Pictures don't belong in the copy; print all the records exactly.

────────────────

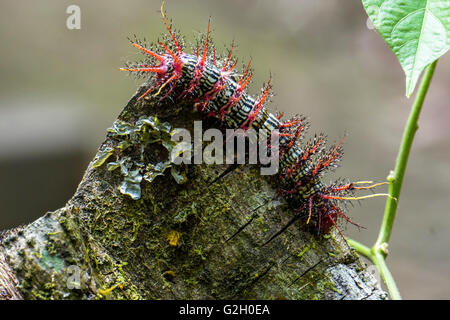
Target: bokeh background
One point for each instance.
(61, 89)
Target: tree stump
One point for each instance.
(202, 239)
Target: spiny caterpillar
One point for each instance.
(216, 89)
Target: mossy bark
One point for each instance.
(204, 239)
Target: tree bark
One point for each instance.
(203, 239)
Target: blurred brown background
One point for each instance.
(61, 89)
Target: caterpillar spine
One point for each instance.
(216, 89)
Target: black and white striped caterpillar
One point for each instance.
(215, 89)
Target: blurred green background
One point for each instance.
(61, 89)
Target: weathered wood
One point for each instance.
(128, 249)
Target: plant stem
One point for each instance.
(396, 177)
(377, 254)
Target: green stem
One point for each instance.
(396, 177)
(377, 254)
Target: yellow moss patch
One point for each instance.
(174, 238)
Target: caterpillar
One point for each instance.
(215, 89)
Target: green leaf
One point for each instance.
(417, 31)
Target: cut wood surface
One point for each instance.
(201, 239)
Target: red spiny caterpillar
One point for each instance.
(216, 89)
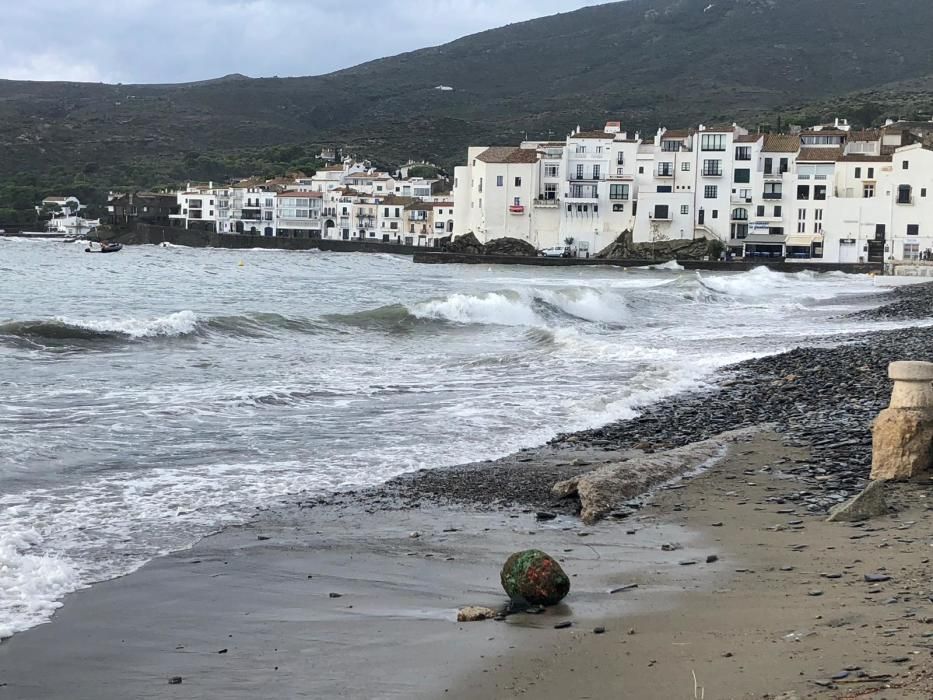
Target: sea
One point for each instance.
(152, 396)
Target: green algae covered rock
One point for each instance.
(534, 577)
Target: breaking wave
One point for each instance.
(62, 331)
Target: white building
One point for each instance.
(826, 193)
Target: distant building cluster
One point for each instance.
(347, 201)
(826, 193)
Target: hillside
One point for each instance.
(646, 61)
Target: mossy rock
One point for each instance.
(534, 577)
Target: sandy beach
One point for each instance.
(733, 585)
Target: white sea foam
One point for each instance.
(493, 308)
(31, 585)
(588, 303)
(178, 323)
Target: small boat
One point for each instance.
(106, 248)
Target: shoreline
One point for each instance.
(821, 460)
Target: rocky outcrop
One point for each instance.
(870, 503)
(531, 576)
(608, 488)
(467, 243)
(510, 246)
(624, 248)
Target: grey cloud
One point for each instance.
(176, 41)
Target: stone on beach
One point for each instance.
(870, 503)
(902, 434)
(534, 577)
(475, 613)
(606, 489)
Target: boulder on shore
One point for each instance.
(467, 243)
(625, 248)
(870, 503)
(534, 577)
(474, 613)
(510, 246)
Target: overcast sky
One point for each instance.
(149, 41)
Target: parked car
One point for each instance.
(559, 251)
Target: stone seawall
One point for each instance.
(142, 234)
(437, 257)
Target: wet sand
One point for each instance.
(746, 626)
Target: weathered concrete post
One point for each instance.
(903, 432)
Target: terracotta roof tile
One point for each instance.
(781, 143)
(508, 154)
(822, 155)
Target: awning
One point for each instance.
(763, 239)
(804, 240)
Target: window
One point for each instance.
(712, 168)
(713, 142)
(618, 191)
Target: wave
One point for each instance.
(62, 330)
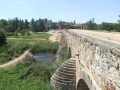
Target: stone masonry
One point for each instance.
(97, 60)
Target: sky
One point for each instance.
(66, 10)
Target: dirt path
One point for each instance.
(16, 60)
(110, 36)
(55, 37)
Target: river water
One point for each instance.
(44, 57)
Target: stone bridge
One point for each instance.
(94, 63)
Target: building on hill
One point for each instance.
(80, 26)
(65, 26)
(47, 22)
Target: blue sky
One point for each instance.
(67, 10)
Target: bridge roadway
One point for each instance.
(107, 35)
(97, 61)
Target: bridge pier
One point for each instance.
(97, 61)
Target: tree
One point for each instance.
(91, 25)
(2, 38)
(74, 22)
(41, 25)
(54, 26)
(26, 24)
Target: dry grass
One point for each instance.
(110, 35)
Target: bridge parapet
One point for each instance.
(97, 60)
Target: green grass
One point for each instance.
(43, 36)
(9, 52)
(23, 40)
(45, 46)
(29, 75)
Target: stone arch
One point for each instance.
(86, 81)
(82, 85)
(70, 53)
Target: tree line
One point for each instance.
(91, 25)
(19, 25)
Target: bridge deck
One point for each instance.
(108, 35)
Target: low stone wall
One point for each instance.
(97, 60)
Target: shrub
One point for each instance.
(2, 38)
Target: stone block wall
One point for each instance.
(98, 58)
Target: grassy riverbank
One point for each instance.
(45, 46)
(43, 36)
(11, 51)
(29, 75)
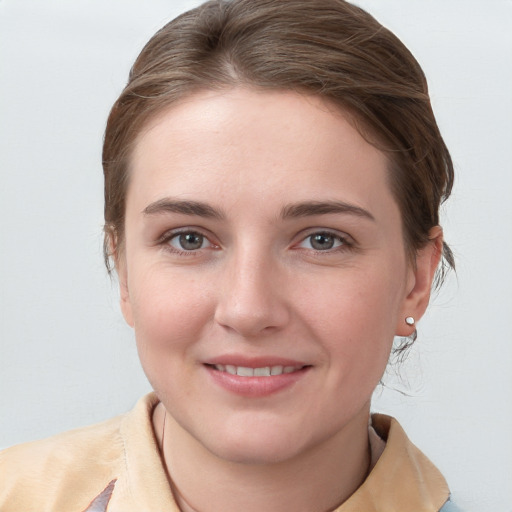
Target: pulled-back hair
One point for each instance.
(328, 48)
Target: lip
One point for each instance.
(255, 387)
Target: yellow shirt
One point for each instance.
(116, 466)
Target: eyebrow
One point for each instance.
(169, 205)
(291, 211)
(311, 208)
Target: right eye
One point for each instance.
(189, 241)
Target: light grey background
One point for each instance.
(66, 357)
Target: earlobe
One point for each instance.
(422, 276)
(122, 275)
(126, 306)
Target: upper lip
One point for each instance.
(254, 362)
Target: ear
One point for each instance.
(119, 258)
(419, 283)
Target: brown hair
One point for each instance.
(328, 48)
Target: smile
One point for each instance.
(264, 371)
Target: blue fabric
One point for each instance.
(449, 506)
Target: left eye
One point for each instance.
(189, 241)
(322, 241)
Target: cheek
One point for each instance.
(356, 319)
(167, 310)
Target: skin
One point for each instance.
(257, 284)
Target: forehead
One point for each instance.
(297, 145)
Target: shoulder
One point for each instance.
(75, 463)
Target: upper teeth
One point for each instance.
(265, 371)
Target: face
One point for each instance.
(263, 270)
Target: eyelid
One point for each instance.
(168, 235)
(348, 242)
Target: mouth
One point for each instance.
(263, 371)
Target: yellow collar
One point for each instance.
(403, 478)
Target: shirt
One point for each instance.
(116, 466)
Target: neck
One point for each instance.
(320, 479)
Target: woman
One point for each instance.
(273, 176)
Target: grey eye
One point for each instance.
(189, 241)
(322, 241)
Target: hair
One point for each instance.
(327, 48)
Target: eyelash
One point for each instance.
(344, 242)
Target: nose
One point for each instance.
(252, 300)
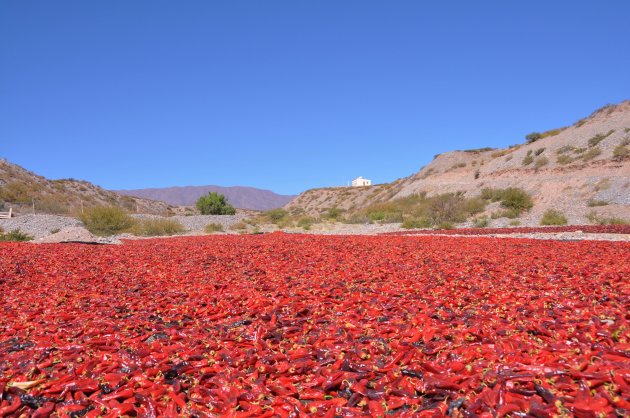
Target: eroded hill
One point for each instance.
(20, 188)
(577, 169)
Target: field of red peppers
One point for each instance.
(293, 325)
(591, 229)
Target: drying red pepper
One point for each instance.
(291, 325)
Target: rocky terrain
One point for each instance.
(576, 169)
(20, 188)
(238, 196)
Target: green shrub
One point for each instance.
(564, 159)
(599, 138)
(154, 227)
(305, 222)
(553, 217)
(541, 162)
(594, 202)
(517, 199)
(481, 222)
(445, 225)
(15, 236)
(106, 220)
(591, 153)
(414, 223)
(239, 226)
(533, 137)
(210, 228)
(214, 203)
(565, 149)
(275, 216)
(621, 151)
(596, 218)
(333, 214)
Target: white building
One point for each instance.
(360, 181)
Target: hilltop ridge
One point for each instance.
(571, 169)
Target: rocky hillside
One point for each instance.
(19, 187)
(240, 197)
(575, 169)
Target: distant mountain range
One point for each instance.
(239, 196)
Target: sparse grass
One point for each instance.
(597, 219)
(305, 222)
(592, 142)
(622, 151)
(513, 199)
(334, 214)
(155, 227)
(14, 236)
(553, 217)
(106, 220)
(593, 203)
(564, 159)
(565, 149)
(479, 150)
(413, 223)
(541, 162)
(481, 222)
(239, 226)
(276, 216)
(457, 165)
(603, 184)
(591, 153)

────────────────

Full answer:
Target: bokeh background
One point for each instance.
(61, 89)
Target: tree stump
One point for each instance.
(202, 239)
Target: spiny caterpillar
One point for each instance.
(216, 89)
Target: mossy bark
One point for each instance.
(204, 239)
Target: tree bark
One point for each instance.
(203, 239)
Target: blurred brown background
One point for each instance.
(61, 89)
Target: caterpillar spine
One point for each instance.
(216, 89)
Target: black and white striped caterpillar
One point for each instance.
(215, 89)
Target: blurred green background
One point for each instance.
(61, 89)
Target: weathered wood
One point for each instance.
(128, 249)
Target: plant stem
One point for each instance.
(396, 177)
(377, 254)
Target: green stem
One point for each instance.
(396, 177)
(377, 254)
Target: yellow moss patch
One point for each instance.
(174, 238)
Target: caterpillar
One point for each instance.
(215, 89)
Target: green leaf
One point for each instance.
(417, 31)
Target: cut wood surface
One point for each instance.
(201, 239)
Target: red spiny caterpillar
One point for each instance.
(216, 89)
Target: sea
One point for each instance.
(152, 396)
Target: green algae covered rock
One point for each instance.
(534, 577)
Target: breaking wave
One point for each instance.
(62, 331)
Target: white building
One point for each instance.
(826, 193)
Target: distant building cluster
One point for each instance.
(347, 201)
(826, 193)
Target: hillside
One point for each instance.
(646, 61)
Target: mossy rock
One point for each instance.
(534, 577)
Target: sandy beach
One point for each instance.
(733, 585)
Target: white sea foam
One point for each instance.
(493, 308)
(31, 585)
(588, 303)
(178, 323)
Target: small boat
One point for each instance.
(106, 248)
Target: shoreline
One point for each instance.
(821, 460)
Target: rocky outcrop
One point for each instance.
(870, 503)
(531, 576)
(608, 488)
(467, 243)
(510, 246)
(624, 248)
Target: grey cloud
One point for each instance.
(176, 41)
Target: stone on beach
One point for each instance.
(870, 503)
(902, 434)
(534, 577)
(475, 613)
(606, 489)
Target: boulder on shore
One point for each instance.
(467, 243)
(625, 248)
(870, 503)
(534, 577)
(474, 613)
(510, 246)
Target: overcast sky
One point for each instance.
(149, 41)
Target: parked car
One point for each instance.
(559, 251)
Target: stone seawall
One point for each instance.
(142, 234)
(437, 257)
Target: wet sand
One point for each instance.
(746, 626)
Target: weathered concrete post
One point for each instance.
(903, 432)
Target: terracotta roof tile
One point for each instance.
(781, 143)
(508, 154)
(822, 155)
Target: awning
One point for each instance.
(763, 239)
(804, 240)
Target: window
One point for each instance.
(712, 168)
(713, 142)
(618, 191)
Target: wave
One point for each instance.
(62, 330)
Target: stone masonry
One point for each instance.
(97, 60)
Target: sky
One point for each instance.
(66, 10)
Target: dirt path
One point for each instance.
(16, 60)
(110, 36)
(55, 37)
Target: river water
One point for each instance.
(44, 57)
Target: stone bridge
One point for each instance.
(94, 63)
Target: building on hill
One point for each instance.
(80, 26)
(65, 26)
(47, 22)
Target: blue sky
One point for each instance.
(67, 10)
Target: bridge roadway
One point for each instance.
(107, 35)
(97, 61)
Target: bridge pier
One point for each instance.
(97, 61)
Target: tree
One point for each instance.
(91, 25)
(2, 38)
(74, 22)
(41, 25)
(54, 26)
(26, 24)
Target: dry grass
One point for each instance.
(110, 35)
Target: bridge parapet
One point for each instance.
(97, 60)
Target: green grass
One point for each instance.
(43, 36)
(9, 52)
(23, 40)
(45, 46)
(29, 75)
Target: stone arch
One point for each instance.
(86, 81)
(82, 85)
(70, 53)
Target: tree line
One point for each instance.
(91, 25)
(19, 25)
Target: bridge deck
One point for each instance.
(108, 35)
Target: low stone wall
One point for each instance.
(97, 60)
Target: shrub
One point for each instance.
(2, 38)
Target: stone block wall
One point for each instance.
(98, 58)
Target: grassy riverbank
One point for each instance.
(45, 46)
(43, 36)
(11, 51)
(29, 75)
Target: pulled-back hair
One point for each instance.
(328, 48)
Target: lip
One point for each instance.
(255, 387)
Target: yellow shirt
One point for each instance.
(116, 466)
Target: eyebrow
One point for each instance.
(169, 205)
(291, 211)
(311, 208)
Target: right eye
One point for each instance.
(189, 241)
Target: light grey background
One point for each instance.
(66, 357)
Target: earlobe
One point for each instance.
(422, 276)
(122, 275)
(126, 306)
Target: upper lip
One point for each instance.
(254, 362)
Target: ear
One point for each instance.
(119, 258)
(419, 283)
Target: brown hair
One point for each instance.
(328, 48)
Target: smile
One point for each instance.
(264, 371)
Target: blue fabric
One point for each instance.
(449, 506)
Target: left eye
One point for each instance.
(189, 241)
(322, 241)
Target: cheek
One point for each instance.
(356, 319)
(167, 310)
Target: skin
One point for each instance.
(257, 284)
Target: forehead
One point for each instance.
(297, 145)
Target: shoulder
One point for each instance.
(75, 463)
Target: upper teeth
One point for each instance.
(265, 371)
Target: face
One point for each instance.
(263, 270)
Target: eyelid
One point for each instance.
(168, 235)
(348, 242)
Target: mouth
One point for each instance.
(263, 371)
Target: yellow collar
One point for each instance.
(403, 478)
Target: shirt
One point for each instance.
(116, 466)
Target: neck
One point for each instance.
(320, 479)
Target: woman
One point for each instance.
(273, 176)
Target: grey eye
One point for each instance.
(189, 241)
(322, 241)
Target: hair
One point for each instance.
(327, 48)
Target: eyelash
One point for each instance.
(344, 242)
Target: nose
One point for each instance.
(252, 300)
Target: eroded hill
One point for each instance.
(20, 188)
(577, 169)
Target: field of red peppers
One point for each instance.
(293, 325)
(591, 229)
Target: drying red pepper
One point for each instance.
(291, 325)
Target: rocky terrain
One point for each instance.
(576, 169)
(20, 188)
(238, 196)
Target: green shrub
One point for each instance.
(564, 159)
(599, 138)
(154, 227)
(305, 222)
(553, 217)
(541, 162)
(594, 202)
(517, 199)
(481, 222)
(445, 225)
(15, 236)
(106, 220)
(591, 153)
(414, 223)
(239, 226)
(533, 137)
(210, 228)
(214, 203)
(565, 149)
(275, 216)
(621, 151)
(596, 218)
(333, 214)
Target: white building
One point for each instance.
(360, 181)
Target: hilltop ridge
One point for each instance.
(571, 169)
Target: rocky hillside
One point for each instance.
(19, 187)
(240, 197)
(575, 169)
Target: distant mountain range
One point for each instance.
(239, 196)
Target: sparse grass
One point for each instance.
(597, 219)
(305, 222)
(592, 142)
(622, 151)
(513, 199)
(334, 214)
(155, 227)
(14, 236)
(553, 217)
(106, 220)
(593, 203)
(564, 159)
(565, 149)
(479, 150)
(413, 223)
(541, 162)
(481, 222)
(239, 226)
(276, 216)
(457, 165)
(603, 184)
(591, 153)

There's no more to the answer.